Excerpted records: Begin
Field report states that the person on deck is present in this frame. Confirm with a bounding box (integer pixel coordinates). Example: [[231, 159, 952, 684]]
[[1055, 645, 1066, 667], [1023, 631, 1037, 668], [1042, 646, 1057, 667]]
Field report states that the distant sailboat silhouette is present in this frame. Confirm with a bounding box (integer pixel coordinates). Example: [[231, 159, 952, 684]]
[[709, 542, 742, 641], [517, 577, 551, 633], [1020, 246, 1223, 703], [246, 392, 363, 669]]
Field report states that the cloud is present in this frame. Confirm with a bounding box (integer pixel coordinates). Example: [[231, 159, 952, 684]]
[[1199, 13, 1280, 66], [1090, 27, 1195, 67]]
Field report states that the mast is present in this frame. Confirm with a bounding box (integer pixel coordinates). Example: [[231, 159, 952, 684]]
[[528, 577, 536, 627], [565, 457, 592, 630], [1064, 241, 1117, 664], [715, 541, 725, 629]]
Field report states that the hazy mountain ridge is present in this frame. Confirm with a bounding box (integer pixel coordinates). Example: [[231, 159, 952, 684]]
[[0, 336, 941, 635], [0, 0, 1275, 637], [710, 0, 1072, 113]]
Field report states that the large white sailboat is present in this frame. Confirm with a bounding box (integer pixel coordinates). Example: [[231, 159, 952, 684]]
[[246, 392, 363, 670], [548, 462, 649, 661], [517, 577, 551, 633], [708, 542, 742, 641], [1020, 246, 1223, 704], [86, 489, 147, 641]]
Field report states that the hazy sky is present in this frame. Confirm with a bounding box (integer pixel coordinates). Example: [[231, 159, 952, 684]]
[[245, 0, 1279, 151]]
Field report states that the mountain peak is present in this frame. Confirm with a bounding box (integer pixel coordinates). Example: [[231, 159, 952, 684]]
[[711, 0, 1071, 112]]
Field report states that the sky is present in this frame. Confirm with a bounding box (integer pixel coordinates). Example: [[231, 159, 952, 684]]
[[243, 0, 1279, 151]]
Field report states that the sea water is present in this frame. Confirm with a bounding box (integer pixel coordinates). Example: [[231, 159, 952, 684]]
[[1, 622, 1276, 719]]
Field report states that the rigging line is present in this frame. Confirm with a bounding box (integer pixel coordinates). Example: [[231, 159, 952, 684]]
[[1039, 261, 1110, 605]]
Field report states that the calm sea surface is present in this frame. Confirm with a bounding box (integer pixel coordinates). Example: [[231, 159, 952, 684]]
Excerpted records: End
Directions - Without any alteration, retype all of the material above.

Answer space -
Field report states that the person on deck is present in this frame. Confirm with a bounding box (integer pixel coordinates). Example: [[231, 159, 952, 684]]
[[1055, 645, 1066, 667], [1023, 631, 1037, 668], [1042, 646, 1057, 667]]
Field report states that the distant sailboat silhouette is present in this frame. Confirm with a bounding box (integer pixel coordinates). Example: [[231, 159, 952, 684]]
[[709, 542, 742, 641], [517, 577, 551, 633], [1020, 246, 1223, 703], [246, 392, 363, 669]]
Field report states that the cloud is present in this frame. Confirm with a bounding box (integer pixel coordinates). Example: [[231, 159, 952, 684]]
[[1199, 13, 1280, 66], [1090, 27, 1195, 67]]
Field report states that the mast is present in this frame. Confirm with a bounding box (integer pixel coordinates). Example: [[231, 159, 952, 684]]
[[528, 577, 536, 627], [565, 457, 592, 630], [1064, 241, 1117, 664], [715, 541, 725, 629]]
Field report states that the hazy mountain ridge is present in this frame. Confirm with a bounding box (integer pixel coordinates). Example: [[231, 159, 952, 684]]
[[0, 336, 941, 635], [0, 0, 1275, 637], [710, 0, 1072, 113]]
Field report states that the large white sailboat is present in this frame. Confirm with a bounding box (integer pixel coordinates). Example: [[231, 159, 952, 684]]
[[246, 392, 363, 670], [548, 462, 649, 661], [517, 577, 551, 633], [708, 542, 742, 641], [1020, 246, 1223, 704], [86, 489, 147, 641]]
Field report states that the hazy sky is present in this frame. Confirm with a bounding box (integer pixel coordinates). Example: [[231, 159, 952, 684]]
[[245, 0, 1279, 151]]
Field report states that the mountain peak is present in this frame. Confirm with a bounding box (integer pixel coordinates). Example: [[231, 159, 952, 684]]
[[711, 0, 1071, 112]]
Field report states that the sky is present in this frame. Confirm with a bounding box (integer pixel coordinates). Example: [[231, 159, 952, 684]]
[[243, 0, 1279, 151]]
Field report states that the sea water is present in this frame. Confirm with a bounding box (integer pixel coordinates). Example: [[231, 159, 952, 684]]
[[1, 622, 1276, 719]]
Field report states that the rigging line is present in this frame. Confirm with a bounding box (integer pixel coordinates). Example: [[231, 159, 952, 684]]
[[1039, 261, 1110, 605]]
Field report states that the calm sea surface is present in this frame. Confirm with a bounding box (integer pixel coordinates). Example: [[231, 159, 952, 684]]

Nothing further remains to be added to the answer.